Jim Carrey Did the Makeup for 'Grinch' 100 Times — A Look Back at His Famous Christmas Role

For most people, Christmas is the best season of the year. For Jim Carrey, though, it is, only as long as he doesn’t have to work on “How the Grinch Stole Christmas” again.

Born in January 1962, Jim Carrey is one of the most famous actors of the past few decades. He shot to stardom in the 90s for his work in “Ace Ventura: Pet Detective,” “The Mask,” and “Dumb and Dumber.”

While Carrey is best known for his memorable roles in comedies, he has also delivered high-quality dramatic performances in films like “The Truman Show” and “Eternal Sunshine of the Spotless Mind.”

Jim Carrey on December 12, 2004 in Los Angeles, California | Photo: Getty Images

Jim Carrey on December 12, 2004 in Los Angeles, California | Photo: Getty Images

PORTRAYING THE GRINCH

It is fair to say that every project Carrey has worked on so far has been challenging in its own particular way. However, nothing has been more exhausting for him than portraying the Grinch in “How the Grinch Stole Christmas.”

For the film, released in 2000 during the Christmas season, Carrey was forced to undergo hours of makeup work every day as the character required him to be covered in green fur and paint head-to-toe.

If that wasn’t bad enough, Carrey had to wear enlarged contact lenses that would easily catch particles of the fake snow falling on set.

> Problem 1
In the Grinch article, what did the enlarged contact lenses Carrey wore easily catch?
> Problem 2
Copy the Grinch article word for word from "It is fair to" to "falling on set.".

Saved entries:
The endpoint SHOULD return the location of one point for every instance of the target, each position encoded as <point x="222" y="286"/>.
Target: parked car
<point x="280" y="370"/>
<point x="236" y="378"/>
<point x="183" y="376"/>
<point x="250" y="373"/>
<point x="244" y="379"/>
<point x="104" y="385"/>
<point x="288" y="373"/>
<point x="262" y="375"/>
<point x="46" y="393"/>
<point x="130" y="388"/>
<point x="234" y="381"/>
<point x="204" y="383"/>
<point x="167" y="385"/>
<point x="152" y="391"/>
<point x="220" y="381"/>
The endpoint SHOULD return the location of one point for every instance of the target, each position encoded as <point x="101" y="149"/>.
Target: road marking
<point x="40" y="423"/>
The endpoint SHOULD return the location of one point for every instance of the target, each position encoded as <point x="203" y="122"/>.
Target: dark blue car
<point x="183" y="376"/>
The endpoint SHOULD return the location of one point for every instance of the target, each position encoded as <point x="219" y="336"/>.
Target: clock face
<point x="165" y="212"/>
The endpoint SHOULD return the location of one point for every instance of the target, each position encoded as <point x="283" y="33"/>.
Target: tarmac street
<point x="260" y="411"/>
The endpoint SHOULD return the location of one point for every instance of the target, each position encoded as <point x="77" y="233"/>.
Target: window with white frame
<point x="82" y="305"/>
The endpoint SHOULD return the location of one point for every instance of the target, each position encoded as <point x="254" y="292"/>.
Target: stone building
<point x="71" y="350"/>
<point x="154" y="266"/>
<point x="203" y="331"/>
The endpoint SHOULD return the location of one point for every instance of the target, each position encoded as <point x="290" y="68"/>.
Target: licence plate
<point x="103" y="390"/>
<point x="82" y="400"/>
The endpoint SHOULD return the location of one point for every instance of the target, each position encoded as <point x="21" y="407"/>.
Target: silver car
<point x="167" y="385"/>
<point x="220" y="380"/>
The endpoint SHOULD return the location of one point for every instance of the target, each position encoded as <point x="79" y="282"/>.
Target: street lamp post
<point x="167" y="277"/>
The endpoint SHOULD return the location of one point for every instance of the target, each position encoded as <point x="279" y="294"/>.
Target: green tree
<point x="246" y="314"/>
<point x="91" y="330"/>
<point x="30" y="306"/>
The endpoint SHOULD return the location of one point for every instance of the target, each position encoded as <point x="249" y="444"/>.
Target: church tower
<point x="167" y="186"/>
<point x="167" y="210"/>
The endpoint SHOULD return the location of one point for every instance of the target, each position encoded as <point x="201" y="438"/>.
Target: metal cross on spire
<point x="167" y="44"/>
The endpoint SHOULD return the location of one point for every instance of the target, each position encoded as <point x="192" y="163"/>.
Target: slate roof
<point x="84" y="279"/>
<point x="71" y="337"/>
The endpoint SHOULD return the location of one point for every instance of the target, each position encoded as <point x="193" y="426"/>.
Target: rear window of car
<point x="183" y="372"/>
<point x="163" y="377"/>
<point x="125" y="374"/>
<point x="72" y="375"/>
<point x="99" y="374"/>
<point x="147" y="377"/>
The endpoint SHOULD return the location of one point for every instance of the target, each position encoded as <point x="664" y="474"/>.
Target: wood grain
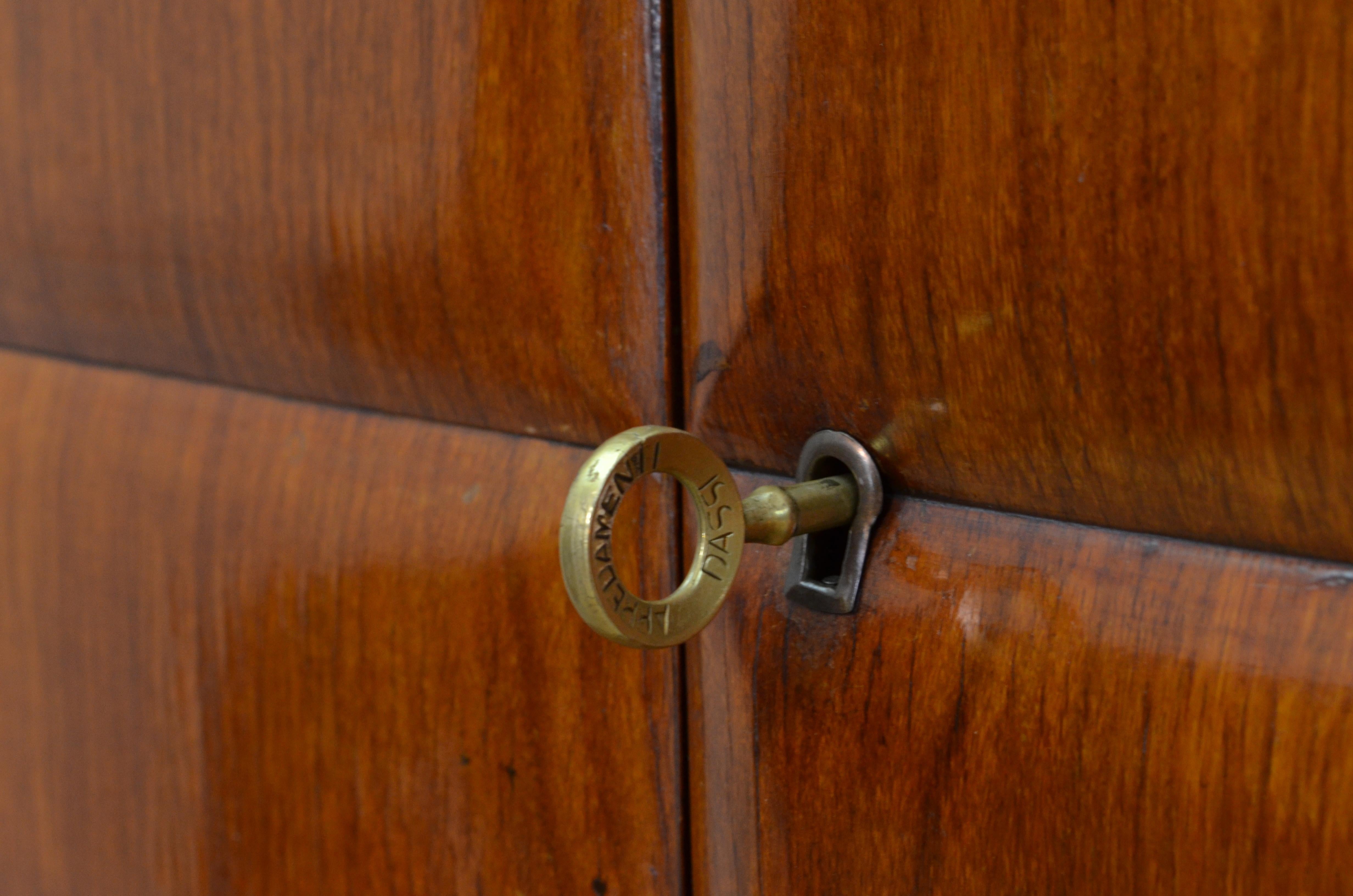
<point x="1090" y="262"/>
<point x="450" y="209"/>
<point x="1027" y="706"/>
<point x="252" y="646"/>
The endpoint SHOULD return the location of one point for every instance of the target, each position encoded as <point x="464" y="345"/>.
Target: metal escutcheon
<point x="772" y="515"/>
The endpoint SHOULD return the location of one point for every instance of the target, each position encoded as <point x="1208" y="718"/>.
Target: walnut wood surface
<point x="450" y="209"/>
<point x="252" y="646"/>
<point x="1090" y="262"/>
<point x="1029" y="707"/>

...

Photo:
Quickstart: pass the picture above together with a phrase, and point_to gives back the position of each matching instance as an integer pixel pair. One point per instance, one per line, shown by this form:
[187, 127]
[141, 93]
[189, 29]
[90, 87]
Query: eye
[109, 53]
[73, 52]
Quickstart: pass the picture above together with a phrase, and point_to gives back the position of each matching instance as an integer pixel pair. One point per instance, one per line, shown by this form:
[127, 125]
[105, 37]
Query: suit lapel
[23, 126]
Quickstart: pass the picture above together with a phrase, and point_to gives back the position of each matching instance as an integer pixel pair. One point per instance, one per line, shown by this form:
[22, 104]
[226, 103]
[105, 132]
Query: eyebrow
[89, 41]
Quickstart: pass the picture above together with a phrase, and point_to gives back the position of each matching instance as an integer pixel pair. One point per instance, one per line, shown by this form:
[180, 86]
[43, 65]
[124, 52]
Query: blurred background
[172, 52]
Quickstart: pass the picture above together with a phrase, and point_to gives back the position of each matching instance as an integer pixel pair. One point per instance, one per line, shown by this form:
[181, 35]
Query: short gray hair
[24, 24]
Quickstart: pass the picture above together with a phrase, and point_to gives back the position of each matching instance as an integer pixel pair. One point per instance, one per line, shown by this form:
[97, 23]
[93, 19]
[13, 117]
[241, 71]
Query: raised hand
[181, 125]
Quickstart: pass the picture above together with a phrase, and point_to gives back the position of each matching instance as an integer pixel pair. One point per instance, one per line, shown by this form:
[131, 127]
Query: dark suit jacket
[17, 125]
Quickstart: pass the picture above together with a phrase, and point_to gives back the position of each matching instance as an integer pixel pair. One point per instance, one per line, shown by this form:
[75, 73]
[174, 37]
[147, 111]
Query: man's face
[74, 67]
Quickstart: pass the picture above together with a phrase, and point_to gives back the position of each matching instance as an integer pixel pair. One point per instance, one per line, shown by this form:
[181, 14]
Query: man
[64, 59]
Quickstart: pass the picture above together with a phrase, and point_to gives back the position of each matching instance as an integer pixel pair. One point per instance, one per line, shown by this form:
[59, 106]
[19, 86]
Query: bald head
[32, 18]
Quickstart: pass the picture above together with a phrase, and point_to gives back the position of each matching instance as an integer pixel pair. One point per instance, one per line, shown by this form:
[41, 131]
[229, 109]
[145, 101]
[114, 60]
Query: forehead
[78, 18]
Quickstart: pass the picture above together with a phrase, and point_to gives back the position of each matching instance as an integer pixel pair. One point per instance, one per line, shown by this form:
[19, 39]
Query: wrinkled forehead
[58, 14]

> Task output 1
Particles of the fake snow falling on set.

> Task output 2
It is fair to say that every project Carrey has worked on so far has been challenging in its own particular way. However, nothing has been more exhausting for him than portraying the Grinch in “How the Grinch Stole Christmas.”

For the film, released in 2000 during the Christmas season, Carrey was forced to undergo hours of makeup work every day as the character required him to be covered in green fur and paint head-to-toe.

If that wasn’t bad enough, Carrey had to wear enlarged contact lenses that would easily catch particles of the fake snow falling on set.